OBJECTIVE | Every line from the line containing "Can you find the grass" through the final line of the data is to be printed exactly; no other line is to appear.

Begin PROVIDED ENTRIES

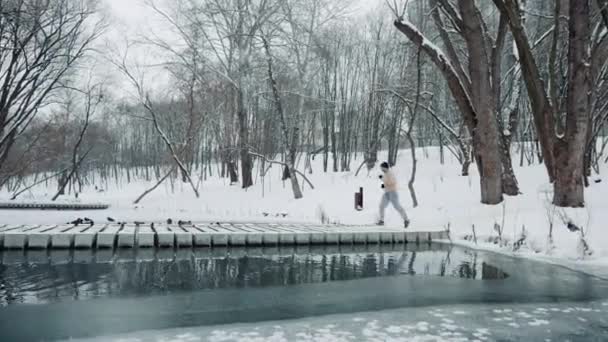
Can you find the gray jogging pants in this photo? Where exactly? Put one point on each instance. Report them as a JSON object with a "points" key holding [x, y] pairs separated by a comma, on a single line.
{"points": [[391, 197]]}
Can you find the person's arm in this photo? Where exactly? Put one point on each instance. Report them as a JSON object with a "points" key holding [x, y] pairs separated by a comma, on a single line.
{"points": [[390, 181]]}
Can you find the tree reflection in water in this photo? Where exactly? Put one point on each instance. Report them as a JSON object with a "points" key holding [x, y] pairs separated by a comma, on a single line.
{"points": [[146, 272]]}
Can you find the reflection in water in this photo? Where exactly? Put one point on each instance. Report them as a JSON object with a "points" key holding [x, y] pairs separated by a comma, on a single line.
{"points": [[39, 277]]}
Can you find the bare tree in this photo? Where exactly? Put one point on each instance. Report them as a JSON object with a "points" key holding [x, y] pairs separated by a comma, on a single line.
{"points": [[563, 153], [473, 92], [41, 42]]}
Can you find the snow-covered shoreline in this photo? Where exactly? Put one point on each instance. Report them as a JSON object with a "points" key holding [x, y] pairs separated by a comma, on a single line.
{"points": [[446, 198]]}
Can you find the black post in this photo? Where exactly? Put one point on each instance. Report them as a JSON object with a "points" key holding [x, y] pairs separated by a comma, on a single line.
{"points": [[359, 200]]}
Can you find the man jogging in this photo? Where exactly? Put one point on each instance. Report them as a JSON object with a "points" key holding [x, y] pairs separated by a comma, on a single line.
{"points": [[389, 185]]}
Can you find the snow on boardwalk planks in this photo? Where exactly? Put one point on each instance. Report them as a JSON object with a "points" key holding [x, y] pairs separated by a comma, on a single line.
{"points": [[187, 235]]}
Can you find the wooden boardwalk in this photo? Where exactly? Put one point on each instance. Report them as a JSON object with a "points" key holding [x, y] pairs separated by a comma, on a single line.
{"points": [[53, 206], [117, 236]]}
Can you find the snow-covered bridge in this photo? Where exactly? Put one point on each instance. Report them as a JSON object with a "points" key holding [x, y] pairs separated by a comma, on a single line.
{"points": [[110, 236]]}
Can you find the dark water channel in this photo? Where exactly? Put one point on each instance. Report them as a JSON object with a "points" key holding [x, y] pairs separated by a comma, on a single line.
{"points": [[85, 294]]}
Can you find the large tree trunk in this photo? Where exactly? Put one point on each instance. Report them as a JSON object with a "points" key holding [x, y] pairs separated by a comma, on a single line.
{"points": [[246, 162], [542, 108], [480, 121], [569, 151], [485, 136]]}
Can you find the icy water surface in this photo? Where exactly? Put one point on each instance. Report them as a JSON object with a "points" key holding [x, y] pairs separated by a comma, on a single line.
{"points": [[183, 295]]}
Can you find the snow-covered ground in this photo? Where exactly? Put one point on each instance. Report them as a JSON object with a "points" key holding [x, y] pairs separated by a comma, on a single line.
{"points": [[445, 197]]}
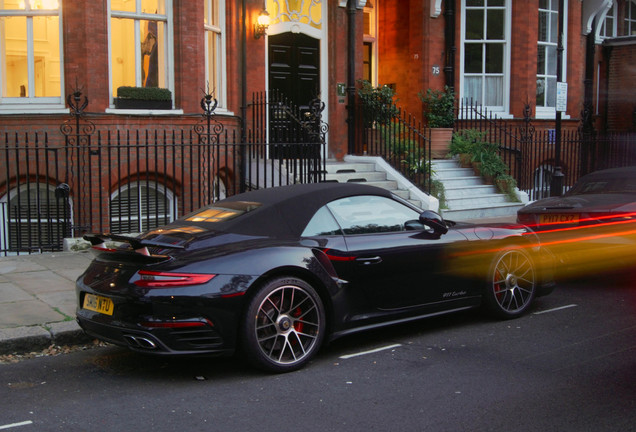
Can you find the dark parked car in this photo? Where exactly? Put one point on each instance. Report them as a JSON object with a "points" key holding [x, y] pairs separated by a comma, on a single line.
{"points": [[591, 228], [275, 272]]}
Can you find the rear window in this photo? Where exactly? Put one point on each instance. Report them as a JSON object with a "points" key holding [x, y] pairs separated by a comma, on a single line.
{"points": [[610, 185], [222, 212]]}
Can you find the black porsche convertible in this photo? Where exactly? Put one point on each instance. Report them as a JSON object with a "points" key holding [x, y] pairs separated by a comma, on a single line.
{"points": [[274, 273]]}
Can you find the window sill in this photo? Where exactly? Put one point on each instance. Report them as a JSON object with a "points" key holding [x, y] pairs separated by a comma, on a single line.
{"points": [[143, 112], [31, 110], [550, 115]]}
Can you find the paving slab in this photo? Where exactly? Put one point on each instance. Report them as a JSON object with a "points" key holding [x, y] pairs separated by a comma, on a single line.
{"points": [[27, 313], [11, 293], [23, 339], [40, 281], [62, 301]]}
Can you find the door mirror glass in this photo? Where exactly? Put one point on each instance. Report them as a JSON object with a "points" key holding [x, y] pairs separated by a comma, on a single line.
{"points": [[433, 220]]}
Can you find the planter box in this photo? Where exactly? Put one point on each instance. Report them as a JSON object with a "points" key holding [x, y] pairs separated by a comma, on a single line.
{"points": [[125, 103]]}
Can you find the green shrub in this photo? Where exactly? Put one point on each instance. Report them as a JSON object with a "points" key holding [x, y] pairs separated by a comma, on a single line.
{"points": [[378, 106], [439, 107], [144, 93], [465, 141]]}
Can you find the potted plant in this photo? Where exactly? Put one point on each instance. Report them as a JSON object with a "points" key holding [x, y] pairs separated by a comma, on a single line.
{"points": [[439, 113], [492, 166], [378, 106], [378, 109], [143, 98], [463, 144]]}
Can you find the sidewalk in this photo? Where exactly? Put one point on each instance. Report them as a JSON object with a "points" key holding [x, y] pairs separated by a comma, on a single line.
{"points": [[37, 298]]}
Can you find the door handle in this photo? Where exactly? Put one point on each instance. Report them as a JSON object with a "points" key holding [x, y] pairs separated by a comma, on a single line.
{"points": [[369, 260]]}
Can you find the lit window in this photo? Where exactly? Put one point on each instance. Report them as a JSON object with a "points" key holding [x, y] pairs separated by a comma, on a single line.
{"points": [[214, 26], [140, 44], [608, 27], [30, 52], [140, 206], [485, 34], [548, 38]]}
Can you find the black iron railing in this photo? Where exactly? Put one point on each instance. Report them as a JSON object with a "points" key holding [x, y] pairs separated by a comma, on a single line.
{"points": [[96, 178]]}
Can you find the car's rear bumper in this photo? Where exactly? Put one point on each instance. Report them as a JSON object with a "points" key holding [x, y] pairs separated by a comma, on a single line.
{"points": [[202, 339]]}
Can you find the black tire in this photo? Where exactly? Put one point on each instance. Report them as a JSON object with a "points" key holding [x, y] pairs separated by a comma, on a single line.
{"points": [[284, 325], [512, 283]]}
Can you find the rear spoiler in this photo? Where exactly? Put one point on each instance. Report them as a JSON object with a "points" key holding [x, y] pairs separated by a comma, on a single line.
{"points": [[98, 242]]}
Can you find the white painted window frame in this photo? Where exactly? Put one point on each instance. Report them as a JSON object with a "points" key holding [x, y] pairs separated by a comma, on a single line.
{"points": [[31, 103], [168, 19], [501, 111], [218, 89], [544, 112]]}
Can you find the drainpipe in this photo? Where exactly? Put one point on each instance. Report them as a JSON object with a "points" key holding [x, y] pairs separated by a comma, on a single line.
{"points": [[556, 187], [351, 78], [451, 49], [243, 92]]}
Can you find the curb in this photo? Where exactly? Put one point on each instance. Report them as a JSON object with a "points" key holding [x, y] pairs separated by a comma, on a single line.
{"points": [[25, 339]]}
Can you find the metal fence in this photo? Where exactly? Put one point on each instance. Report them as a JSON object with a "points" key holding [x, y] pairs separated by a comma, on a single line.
{"points": [[96, 178], [402, 141]]}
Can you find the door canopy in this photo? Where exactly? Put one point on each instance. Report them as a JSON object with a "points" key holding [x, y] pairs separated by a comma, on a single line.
{"points": [[296, 16]]}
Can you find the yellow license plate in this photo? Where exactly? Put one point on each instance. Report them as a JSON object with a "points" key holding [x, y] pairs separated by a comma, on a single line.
{"points": [[558, 218], [98, 304]]}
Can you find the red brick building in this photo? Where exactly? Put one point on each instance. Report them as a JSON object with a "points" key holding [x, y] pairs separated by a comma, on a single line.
{"points": [[500, 54]]}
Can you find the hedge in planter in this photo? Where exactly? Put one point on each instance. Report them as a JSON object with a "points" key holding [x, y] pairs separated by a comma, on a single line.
{"points": [[143, 98]]}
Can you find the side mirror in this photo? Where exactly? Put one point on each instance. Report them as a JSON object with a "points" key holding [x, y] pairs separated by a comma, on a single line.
{"points": [[433, 220]]}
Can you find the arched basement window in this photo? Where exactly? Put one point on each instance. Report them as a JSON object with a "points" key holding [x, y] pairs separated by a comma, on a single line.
{"points": [[33, 219], [140, 206]]}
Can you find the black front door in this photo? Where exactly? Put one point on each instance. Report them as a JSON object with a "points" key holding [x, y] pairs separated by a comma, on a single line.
{"points": [[294, 67]]}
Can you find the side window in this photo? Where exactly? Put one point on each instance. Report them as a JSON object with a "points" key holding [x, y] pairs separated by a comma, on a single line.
{"points": [[322, 224], [371, 214]]}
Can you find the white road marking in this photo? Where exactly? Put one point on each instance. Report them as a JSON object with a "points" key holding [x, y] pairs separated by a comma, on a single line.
{"points": [[370, 351], [16, 424], [555, 309]]}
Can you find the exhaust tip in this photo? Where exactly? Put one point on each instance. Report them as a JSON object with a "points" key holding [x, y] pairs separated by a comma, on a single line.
{"points": [[140, 342]]}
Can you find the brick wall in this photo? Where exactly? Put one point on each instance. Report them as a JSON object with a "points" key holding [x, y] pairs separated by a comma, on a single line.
{"points": [[621, 105]]}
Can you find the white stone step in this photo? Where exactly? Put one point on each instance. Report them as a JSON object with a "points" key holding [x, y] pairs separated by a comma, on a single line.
{"points": [[445, 173], [344, 167], [476, 201], [507, 209], [467, 197]]}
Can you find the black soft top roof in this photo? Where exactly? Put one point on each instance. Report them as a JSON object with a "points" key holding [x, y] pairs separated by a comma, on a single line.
{"points": [[285, 210]]}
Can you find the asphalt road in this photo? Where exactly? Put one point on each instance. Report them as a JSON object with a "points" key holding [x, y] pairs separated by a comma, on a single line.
{"points": [[569, 365]]}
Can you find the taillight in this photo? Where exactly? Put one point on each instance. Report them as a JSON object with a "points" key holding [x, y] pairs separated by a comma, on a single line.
{"points": [[152, 279]]}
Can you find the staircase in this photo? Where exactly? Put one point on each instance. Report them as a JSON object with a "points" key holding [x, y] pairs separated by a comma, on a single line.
{"points": [[375, 171], [467, 197]]}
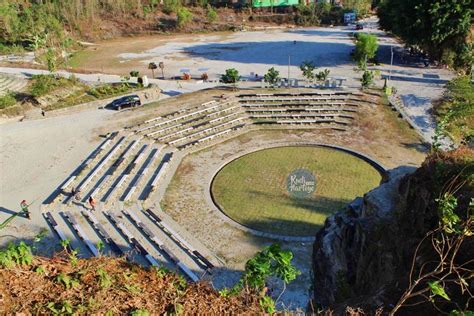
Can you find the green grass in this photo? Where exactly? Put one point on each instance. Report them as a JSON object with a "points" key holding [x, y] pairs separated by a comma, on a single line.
{"points": [[252, 189]]}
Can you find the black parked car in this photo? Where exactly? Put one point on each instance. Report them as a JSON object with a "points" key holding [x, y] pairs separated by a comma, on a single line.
{"points": [[129, 101]]}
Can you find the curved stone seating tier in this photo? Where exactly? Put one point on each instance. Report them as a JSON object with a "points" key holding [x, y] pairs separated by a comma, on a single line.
{"points": [[212, 136]]}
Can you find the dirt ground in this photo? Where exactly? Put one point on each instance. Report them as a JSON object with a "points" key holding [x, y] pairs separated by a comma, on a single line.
{"points": [[37, 155]]}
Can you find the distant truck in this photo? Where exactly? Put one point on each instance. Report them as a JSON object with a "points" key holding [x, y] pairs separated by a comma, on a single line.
{"points": [[349, 18]]}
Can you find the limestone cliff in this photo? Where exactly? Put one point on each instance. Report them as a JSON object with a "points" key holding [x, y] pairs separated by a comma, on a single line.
{"points": [[362, 255]]}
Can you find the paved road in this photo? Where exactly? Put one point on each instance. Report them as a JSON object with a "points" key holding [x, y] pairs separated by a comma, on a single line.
{"points": [[417, 85]]}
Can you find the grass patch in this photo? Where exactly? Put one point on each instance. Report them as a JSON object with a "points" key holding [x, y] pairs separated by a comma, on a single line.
{"points": [[7, 100], [252, 189], [457, 109]]}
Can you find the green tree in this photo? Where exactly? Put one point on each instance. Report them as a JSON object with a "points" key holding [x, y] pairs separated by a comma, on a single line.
{"points": [[322, 75], [307, 67], [366, 49], [211, 13], [272, 76], [231, 76], [184, 16], [439, 27], [367, 79]]}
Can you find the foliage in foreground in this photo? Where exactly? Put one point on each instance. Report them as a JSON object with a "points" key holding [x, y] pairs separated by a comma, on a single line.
{"points": [[70, 285]]}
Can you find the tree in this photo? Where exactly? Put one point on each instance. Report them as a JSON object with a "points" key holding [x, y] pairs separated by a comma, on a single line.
{"points": [[152, 66], [183, 16], [272, 76], [367, 79], [231, 76], [366, 48], [440, 27], [307, 67], [272, 261], [322, 75], [51, 60]]}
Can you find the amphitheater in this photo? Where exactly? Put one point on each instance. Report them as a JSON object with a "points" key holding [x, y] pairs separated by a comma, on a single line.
{"points": [[133, 166]]}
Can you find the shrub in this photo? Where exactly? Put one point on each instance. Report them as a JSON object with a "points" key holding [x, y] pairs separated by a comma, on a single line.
{"points": [[44, 84], [231, 76], [7, 100], [367, 79], [170, 6], [272, 76], [184, 16], [211, 14], [366, 48]]}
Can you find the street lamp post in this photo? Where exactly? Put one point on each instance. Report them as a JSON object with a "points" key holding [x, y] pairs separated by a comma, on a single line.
{"points": [[289, 59], [391, 63]]}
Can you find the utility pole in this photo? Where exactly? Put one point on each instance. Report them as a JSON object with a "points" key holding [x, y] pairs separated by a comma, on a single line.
{"points": [[289, 61], [391, 63]]}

End PROVIDED ENTRIES

RESPONSE TO THE TASK |
Can you find the grass patch in this photo? Where exactly? Put one point on each instance. Report them as a JSON object with a "points" key holding [x, y] pairs separated by a comma, on a single line.
{"points": [[7, 100], [252, 189], [457, 109]]}
Can you find the green tree in this photo? Where exactly? Put one point on each instance. Report them as a JSON object with a "points" key holding [x, y] pairs separated by a comma, on a single line.
{"points": [[322, 75], [307, 67], [366, 49], [211, 13], [272, 76], [231, 76], [184, 16], [439, 27], [367, 79]]}
Can you find the foliage in foreground in this photo? Where exactly? Put one point on each instance. Report them as a JSON object with a "points" key holding [x, y] pairs separated by a comma, on a single line.
{"points": [[70, 285]]}
Can you find the tree in this photo? Where exactly? Put one point on each instance. Report them as a JSON object with a "points" key holding [x, y] pairs separated by a comma, on a single line.
{"points": [[152, 66], [183, 16], [272, 76], [367, 79], [231, 76], [366, 48], [440, 27], [307, 67], [272, 261], [322, 75], [51, 60]]}
Can you find the amphitheater in this photo? Where exactly? Put one point on each instance. Report them as a JSON object with a "points" key holding [x, y] pairs separated by a comma, on a single line.
{"points": [[133, 166]]}
Can you find the shrub in this photo? Where exactly? Put one point on each instance. Report them as a JSON object with a "points" key holding [x, y] pairs separated by a comma, on a single line.
{"points": [[44, 84], [231, 76], [7, 100], [367, 79], [170, 6], [272, 76], [184, 16], [211, 14], [366, 48]]}
Can you find the street lamp post in this photo? Where exactly? Put one point on each instance. Report them as a JSON object with a "points" key holding [x, y] pairs separated by a comma, on a single line.
{"points": [[289, 59], [391, 63]]}
Can you find the utility pole in this photo? Where exactly? Put one point on each instance. Report them as a JSON object with a "points" key holding [x, y] pairs separated by a comma, on a single line.
{"points": [[289, 61], [391, 63]]}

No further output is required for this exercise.